==== Text segment

Seems like something fishy is happening

2 Likes

@Litter_Box Insurgo mention my speculation (concern). Not sure libreboot cause as kgpe-d16 forum hcl report use oem bios and appear similar. If you willing to continue troubleshoot I very much appreciate. Think this could benefit qubes community and in my opinion kcma-d8 underappreciated qubes desktop option. Either way thank you!

Might have been too technical here, but OHCI and EHCI is different. USB controller being detected as OHCI controller works, where when it is detected as EHCI it doesn’t, saying that the IRQ in question was never polled, and stating that a kernel option should be specified to make it polled manually, otherwise that IRQ is being deactivated, which seems to result into your mouse to go undetected. Makes sense?

@confused has a point. Kcma-d8 and kgpe-d16 being really similar, looking at HCL reports, with coreboot/libreboot tells us that they were functional with libreboot release. I do not see HCL reports with Asus firmware there. They were both reported with 2016 release of libreboot, either by Timothy or Vikings. The new HCL report is on a different version of Qubes as well, meaning its a whole different test case (Xen and kernel being different).

You might want to add irqpoll kernel option as suggested. But as of now, the reason why that USB controller is detected non consistently as OHCI/EHCI seems to be the visible cause of the behavior observed.

Addressing past misleading replies:

Memory balancing is not possible on HVMs.

Adding more memory would doubtfully have any impact here, where this can change something for high throughput devices (camera and usb proxy, network drivers) on really tight HVMs having to keep cache to pass that data to other VMs.

I’m not sure if I understand the above statement. I quicly reviewed past HCL reports which are either reported by Timothy for a really old version of Qubes (kgpe-d16 on libreboot) or Vikings (libreboot). I haven’t read a HCL that was reporting using stock firmware? Maybe I missed it.

bios: | 3309 in https://forum.qubes-os.org/uploads/short-url/zoBa1OTH57kJekfXmFSfJhKKq08.yml from Asus KGPE-D16 (6386SE) make think stock firmware. Sorry for confusion.

1 Like

Added irqpoll to sys-usb template. EDIT: nope these are normal logs.

log8.log → usb mouse works
log9.log → usb mouse not working, but works when moved to an external usb hub connected to different usb port.

log8.log (119.9 KB)
log9.log (122.1 KB)

Here are the logs with irqpoll added.

log11.log → usb mouse works
log12.log → usb mouse not working, but works when moved to an external usb hub connected to different usb port.

log11.log (125 KB)
log12.log (120.7 KB)

Command line: root=/dev/mapper/dmroot ro nomodeset console=hvc0 rd_NO_PLYMOUTH rd.plymouth.enable=0 plymouth.enable=0 xen_scrub_pages=0

looks like it’s not seeing the irqpoll argument.

========
==== Dataset extract

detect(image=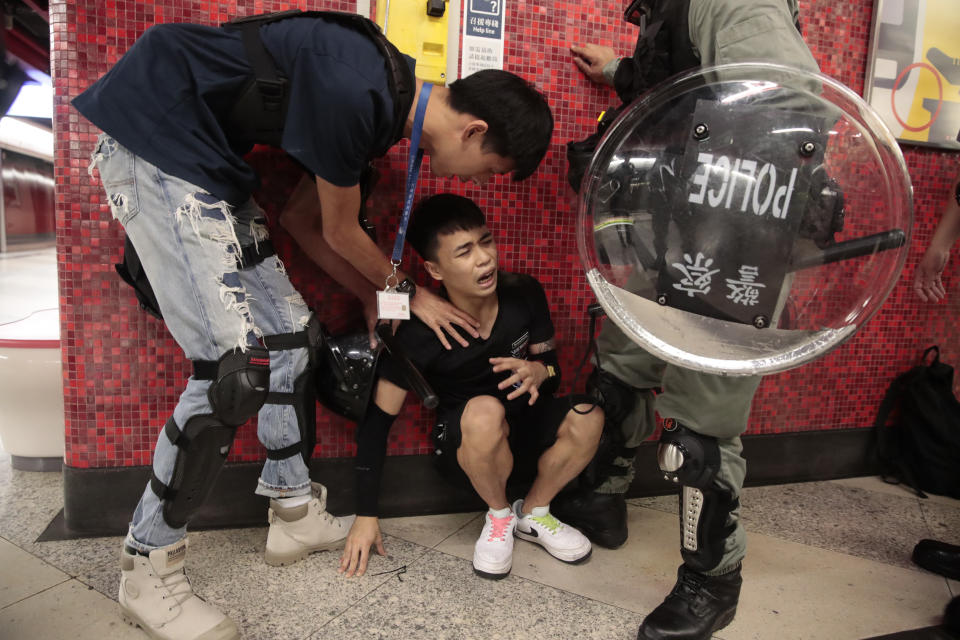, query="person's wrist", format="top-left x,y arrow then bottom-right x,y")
601,57 -> 623,87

========

→ **Task instructions**:
[1] In the forum thread, why does the new HCL report count as a whole different test case? Answer in one to three sentences.
[2] Write out everything in the forum thread from "log8.log (119.9 KB)" down to "log12.log (120.7 KB)", swapping each "external usb hub" for "powered usb hub".

→ **Answers given**:
[1] It was made on a different version of Qubes, so Xen and the kernel are different too.

[2]
log8.log (119.9 KB)
log9.log (122.1 KB)

Here are the logs with irqpoll added.

log11.log → usb mouse works
log12.log → usb mouse not working, but works when moved to an powered usb hub connected to different usb port.

log11.log (125 KB)
log12.log (120.7 KB)